_Records contained in a dataset_.
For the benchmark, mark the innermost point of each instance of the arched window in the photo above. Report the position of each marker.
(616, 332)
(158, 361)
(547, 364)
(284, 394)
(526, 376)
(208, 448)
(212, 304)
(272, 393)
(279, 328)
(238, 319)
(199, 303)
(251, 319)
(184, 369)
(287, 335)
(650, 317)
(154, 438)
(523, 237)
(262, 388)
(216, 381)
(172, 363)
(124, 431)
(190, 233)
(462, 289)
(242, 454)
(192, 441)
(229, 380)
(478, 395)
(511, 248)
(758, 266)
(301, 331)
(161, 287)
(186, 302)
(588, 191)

_Written problem_.
Output each line of the rows above as a JSON array of strings, one string per line, skipping any blank lines.

_Task answer_.
[
  "For the benchmark, mark the innermost point of each instance of the arched window in the photo above. Report the position of each marker.",
  "(616, 332)",
  "(158, 361)",
  "(547, 364)",
  "(284, 394)",
  "(526, 376)",
  "(208, 448)",
  "(212, 304)",
  "(272, 393)",
  "(279, 328)",
  "(238, 319)",
  "(199, 303)",
  "(251, 319)",
  "(184, 369)",
  "(287, 335)",
  "(650, 317)",
  "(154, 438)",
  "(523, 237)",
  "(262, 388)",
  "(216, 381)",
  "(172, 363)",
  "(124, 431)",
  "(190, 233)",
  "(462, 289)",
  "(242, 454)",
  "(192, 441)",
  "(229, 380)",
  "(478, 395)",
  "(511, 248)",
  "(758, 266)",
  "(301, 331)",
  "(161, 287)",
  "(186, 302)",
  "(588, 191)"
]